- **PROBLEM TO SOLVE**: Can you copy out the lines of the listing below, starting with the line that contains "As a courtesy, could you identify the wooden guitar" and going on through the line that contains "[410,295,504,315]", character for character? Give only those lines.

- **SUPPLIED MATERIAL**:
╔══
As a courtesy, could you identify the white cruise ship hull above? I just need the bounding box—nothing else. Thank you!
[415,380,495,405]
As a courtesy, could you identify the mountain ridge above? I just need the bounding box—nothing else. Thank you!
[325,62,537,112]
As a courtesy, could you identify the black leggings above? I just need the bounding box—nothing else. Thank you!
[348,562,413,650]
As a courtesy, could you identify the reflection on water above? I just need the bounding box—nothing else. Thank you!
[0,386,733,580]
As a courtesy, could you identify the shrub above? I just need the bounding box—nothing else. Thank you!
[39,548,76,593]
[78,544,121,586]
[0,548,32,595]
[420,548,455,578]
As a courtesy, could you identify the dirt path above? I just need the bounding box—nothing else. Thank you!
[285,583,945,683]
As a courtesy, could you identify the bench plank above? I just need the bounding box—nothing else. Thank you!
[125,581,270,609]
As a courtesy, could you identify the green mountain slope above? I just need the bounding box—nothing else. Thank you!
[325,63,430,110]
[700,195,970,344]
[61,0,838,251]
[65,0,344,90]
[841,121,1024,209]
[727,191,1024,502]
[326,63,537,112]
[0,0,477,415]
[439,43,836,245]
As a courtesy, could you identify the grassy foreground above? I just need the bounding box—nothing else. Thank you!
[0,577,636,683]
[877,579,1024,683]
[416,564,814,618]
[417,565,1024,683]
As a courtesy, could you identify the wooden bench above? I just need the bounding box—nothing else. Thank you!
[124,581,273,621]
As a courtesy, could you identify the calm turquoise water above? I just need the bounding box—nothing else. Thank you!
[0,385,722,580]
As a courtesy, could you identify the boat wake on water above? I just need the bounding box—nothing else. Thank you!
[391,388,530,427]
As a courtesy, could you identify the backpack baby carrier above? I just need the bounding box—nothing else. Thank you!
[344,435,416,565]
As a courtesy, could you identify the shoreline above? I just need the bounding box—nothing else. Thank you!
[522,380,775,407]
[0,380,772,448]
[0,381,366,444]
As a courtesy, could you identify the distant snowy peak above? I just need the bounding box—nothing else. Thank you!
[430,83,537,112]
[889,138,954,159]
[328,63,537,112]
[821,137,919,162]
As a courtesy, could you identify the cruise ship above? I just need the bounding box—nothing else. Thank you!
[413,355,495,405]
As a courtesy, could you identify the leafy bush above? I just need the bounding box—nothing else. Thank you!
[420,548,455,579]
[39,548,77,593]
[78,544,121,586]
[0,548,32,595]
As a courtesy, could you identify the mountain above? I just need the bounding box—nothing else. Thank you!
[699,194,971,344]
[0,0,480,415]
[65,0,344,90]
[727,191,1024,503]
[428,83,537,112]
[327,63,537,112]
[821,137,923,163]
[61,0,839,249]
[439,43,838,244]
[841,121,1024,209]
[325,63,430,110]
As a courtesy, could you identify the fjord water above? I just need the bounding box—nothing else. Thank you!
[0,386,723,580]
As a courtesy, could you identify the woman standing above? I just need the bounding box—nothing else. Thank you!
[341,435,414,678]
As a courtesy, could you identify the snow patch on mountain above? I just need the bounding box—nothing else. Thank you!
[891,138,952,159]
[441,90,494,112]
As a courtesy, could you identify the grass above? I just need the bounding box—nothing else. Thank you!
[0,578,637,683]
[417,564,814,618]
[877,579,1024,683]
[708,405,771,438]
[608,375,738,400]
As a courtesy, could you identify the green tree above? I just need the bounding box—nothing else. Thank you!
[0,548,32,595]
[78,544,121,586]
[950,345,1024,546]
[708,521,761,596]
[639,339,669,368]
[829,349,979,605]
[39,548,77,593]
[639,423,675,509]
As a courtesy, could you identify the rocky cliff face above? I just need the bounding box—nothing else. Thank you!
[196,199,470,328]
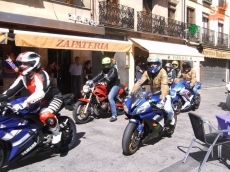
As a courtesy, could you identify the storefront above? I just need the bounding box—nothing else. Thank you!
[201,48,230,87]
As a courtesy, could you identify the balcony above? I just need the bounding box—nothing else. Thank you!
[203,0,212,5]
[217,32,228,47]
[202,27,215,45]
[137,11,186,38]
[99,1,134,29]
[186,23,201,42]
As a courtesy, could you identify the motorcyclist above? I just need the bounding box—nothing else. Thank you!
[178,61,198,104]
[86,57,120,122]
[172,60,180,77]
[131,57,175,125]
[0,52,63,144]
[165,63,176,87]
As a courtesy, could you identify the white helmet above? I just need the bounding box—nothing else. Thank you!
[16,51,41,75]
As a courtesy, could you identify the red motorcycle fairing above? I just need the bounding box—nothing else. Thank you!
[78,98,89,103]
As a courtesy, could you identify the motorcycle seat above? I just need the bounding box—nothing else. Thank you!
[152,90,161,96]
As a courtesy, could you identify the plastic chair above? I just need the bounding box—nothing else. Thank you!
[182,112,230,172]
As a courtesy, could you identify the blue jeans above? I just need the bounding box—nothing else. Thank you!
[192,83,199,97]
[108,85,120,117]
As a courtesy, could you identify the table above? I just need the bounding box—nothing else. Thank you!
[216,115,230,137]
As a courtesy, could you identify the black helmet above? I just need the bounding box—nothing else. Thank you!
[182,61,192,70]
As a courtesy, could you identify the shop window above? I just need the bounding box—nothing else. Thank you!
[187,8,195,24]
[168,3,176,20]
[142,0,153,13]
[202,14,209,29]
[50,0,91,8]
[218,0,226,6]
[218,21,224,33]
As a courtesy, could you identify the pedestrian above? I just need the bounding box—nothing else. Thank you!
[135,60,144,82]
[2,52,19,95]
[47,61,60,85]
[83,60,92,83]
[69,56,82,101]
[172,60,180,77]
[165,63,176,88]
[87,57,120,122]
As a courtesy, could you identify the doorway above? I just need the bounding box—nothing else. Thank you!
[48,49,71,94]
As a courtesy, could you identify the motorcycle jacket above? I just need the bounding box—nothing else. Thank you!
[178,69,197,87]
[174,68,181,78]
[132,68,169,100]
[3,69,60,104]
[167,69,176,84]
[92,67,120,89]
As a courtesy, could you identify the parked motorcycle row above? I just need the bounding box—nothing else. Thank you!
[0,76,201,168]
╚══
╔══
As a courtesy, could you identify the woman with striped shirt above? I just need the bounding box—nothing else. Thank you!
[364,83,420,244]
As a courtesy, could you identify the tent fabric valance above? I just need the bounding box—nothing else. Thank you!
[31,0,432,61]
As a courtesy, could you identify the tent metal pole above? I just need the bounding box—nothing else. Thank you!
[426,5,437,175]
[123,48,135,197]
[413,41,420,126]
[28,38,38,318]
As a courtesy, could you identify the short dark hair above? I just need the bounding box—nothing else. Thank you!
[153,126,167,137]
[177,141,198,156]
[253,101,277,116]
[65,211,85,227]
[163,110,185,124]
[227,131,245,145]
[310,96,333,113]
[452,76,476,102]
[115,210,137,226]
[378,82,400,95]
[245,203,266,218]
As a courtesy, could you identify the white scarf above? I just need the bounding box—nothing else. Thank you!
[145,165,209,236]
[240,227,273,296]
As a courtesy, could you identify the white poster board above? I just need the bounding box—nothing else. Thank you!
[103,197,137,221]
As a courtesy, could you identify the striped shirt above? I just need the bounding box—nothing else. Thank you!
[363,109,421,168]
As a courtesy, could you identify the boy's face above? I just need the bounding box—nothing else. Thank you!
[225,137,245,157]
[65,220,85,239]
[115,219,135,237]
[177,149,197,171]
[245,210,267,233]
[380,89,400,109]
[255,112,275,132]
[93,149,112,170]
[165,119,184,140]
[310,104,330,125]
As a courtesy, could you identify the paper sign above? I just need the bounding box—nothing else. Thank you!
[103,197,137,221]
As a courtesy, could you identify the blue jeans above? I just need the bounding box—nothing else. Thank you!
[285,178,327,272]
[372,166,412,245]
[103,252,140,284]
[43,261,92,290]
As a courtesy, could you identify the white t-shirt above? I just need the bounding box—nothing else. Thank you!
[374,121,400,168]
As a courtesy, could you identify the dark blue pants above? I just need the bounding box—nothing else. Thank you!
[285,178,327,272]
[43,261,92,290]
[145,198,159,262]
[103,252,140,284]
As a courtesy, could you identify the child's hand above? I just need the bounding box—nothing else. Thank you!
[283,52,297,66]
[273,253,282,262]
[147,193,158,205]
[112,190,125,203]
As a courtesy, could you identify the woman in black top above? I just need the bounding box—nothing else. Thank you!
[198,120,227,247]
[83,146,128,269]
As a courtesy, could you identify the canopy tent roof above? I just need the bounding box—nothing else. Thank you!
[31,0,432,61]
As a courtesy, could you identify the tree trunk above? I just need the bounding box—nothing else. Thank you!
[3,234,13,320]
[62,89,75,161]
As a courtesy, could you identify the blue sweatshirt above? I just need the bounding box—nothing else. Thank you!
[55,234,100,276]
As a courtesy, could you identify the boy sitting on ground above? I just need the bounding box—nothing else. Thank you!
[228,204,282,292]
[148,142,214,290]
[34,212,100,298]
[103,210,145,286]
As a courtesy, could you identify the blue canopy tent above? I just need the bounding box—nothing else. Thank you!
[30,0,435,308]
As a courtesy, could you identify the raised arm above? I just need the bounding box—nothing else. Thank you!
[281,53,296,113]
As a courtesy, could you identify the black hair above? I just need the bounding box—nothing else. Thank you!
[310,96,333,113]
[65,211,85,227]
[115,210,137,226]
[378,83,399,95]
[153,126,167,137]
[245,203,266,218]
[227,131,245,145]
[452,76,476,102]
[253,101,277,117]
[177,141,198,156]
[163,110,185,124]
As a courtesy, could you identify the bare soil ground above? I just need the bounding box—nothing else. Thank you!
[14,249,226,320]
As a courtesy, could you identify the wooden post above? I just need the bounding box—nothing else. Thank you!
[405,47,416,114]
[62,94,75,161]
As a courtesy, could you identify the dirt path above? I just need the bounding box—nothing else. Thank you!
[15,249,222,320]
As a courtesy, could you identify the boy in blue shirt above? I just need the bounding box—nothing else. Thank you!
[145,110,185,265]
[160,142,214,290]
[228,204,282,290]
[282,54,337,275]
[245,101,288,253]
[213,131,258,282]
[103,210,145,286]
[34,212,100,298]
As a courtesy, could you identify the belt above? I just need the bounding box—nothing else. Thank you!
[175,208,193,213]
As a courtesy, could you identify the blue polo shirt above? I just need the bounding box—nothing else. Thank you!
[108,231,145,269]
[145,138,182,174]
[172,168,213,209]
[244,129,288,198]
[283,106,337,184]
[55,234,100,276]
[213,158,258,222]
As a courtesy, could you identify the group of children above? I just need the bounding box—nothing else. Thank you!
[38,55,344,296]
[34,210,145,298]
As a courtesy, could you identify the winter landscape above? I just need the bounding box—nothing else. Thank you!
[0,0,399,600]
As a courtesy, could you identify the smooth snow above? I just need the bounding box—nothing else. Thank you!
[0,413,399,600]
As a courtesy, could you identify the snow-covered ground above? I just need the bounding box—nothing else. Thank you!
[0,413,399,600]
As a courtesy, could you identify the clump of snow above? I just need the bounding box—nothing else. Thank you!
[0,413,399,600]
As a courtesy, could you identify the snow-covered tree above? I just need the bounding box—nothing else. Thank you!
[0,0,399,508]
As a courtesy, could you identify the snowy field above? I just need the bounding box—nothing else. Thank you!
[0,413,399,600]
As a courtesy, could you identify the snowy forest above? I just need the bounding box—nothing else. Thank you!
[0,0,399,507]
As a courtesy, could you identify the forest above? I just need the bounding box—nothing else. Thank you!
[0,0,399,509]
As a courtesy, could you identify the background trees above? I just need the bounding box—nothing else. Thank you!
╚══
╔══
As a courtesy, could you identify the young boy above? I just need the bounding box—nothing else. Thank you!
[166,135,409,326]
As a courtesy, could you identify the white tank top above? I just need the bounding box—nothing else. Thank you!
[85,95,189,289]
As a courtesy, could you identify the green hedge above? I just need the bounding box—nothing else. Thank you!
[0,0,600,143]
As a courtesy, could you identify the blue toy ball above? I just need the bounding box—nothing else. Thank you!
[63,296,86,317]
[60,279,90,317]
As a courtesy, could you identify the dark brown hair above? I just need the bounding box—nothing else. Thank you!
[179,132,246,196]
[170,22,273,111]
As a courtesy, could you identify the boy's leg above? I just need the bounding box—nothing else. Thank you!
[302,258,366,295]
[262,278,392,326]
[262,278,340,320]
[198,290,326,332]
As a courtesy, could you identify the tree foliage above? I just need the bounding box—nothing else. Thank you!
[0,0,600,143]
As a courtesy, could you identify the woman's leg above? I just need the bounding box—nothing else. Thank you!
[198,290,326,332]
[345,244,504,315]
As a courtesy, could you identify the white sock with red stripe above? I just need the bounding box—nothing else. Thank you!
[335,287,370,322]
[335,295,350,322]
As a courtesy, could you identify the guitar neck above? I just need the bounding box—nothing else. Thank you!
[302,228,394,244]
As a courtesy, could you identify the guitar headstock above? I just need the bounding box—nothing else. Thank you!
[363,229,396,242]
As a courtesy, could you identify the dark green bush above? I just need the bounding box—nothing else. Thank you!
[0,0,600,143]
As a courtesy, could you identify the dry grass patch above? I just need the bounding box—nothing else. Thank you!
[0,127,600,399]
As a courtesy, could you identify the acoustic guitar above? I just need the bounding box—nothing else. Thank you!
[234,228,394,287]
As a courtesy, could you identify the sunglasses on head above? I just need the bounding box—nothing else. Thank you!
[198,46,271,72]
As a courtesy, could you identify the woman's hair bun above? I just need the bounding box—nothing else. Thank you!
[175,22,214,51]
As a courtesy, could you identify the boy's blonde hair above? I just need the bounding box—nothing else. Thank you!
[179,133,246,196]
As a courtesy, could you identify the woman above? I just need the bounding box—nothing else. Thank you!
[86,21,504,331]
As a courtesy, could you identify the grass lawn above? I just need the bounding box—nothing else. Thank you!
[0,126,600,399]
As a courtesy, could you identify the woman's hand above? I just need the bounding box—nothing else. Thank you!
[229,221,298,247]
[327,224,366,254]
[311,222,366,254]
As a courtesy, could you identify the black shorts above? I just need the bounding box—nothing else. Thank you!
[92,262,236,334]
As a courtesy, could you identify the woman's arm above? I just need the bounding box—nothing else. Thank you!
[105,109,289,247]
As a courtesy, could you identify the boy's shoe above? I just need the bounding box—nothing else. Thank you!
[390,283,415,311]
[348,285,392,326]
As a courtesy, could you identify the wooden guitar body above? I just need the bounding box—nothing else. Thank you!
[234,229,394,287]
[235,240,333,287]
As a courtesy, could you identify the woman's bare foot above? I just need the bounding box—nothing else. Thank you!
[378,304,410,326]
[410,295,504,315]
╚══
- **THE SOLUTION**:
As a courtesy, could you identify the wooden guitar body above? I just need the bounding box—nothing else. Thank you!
[234,229,394,287]
[235,240,333,287]
As a courtesy, could you identify the woman's bare foot above? I just need the bounding box—nothing else. Thank you!
[378,304,410,326]
[410,295,504,315]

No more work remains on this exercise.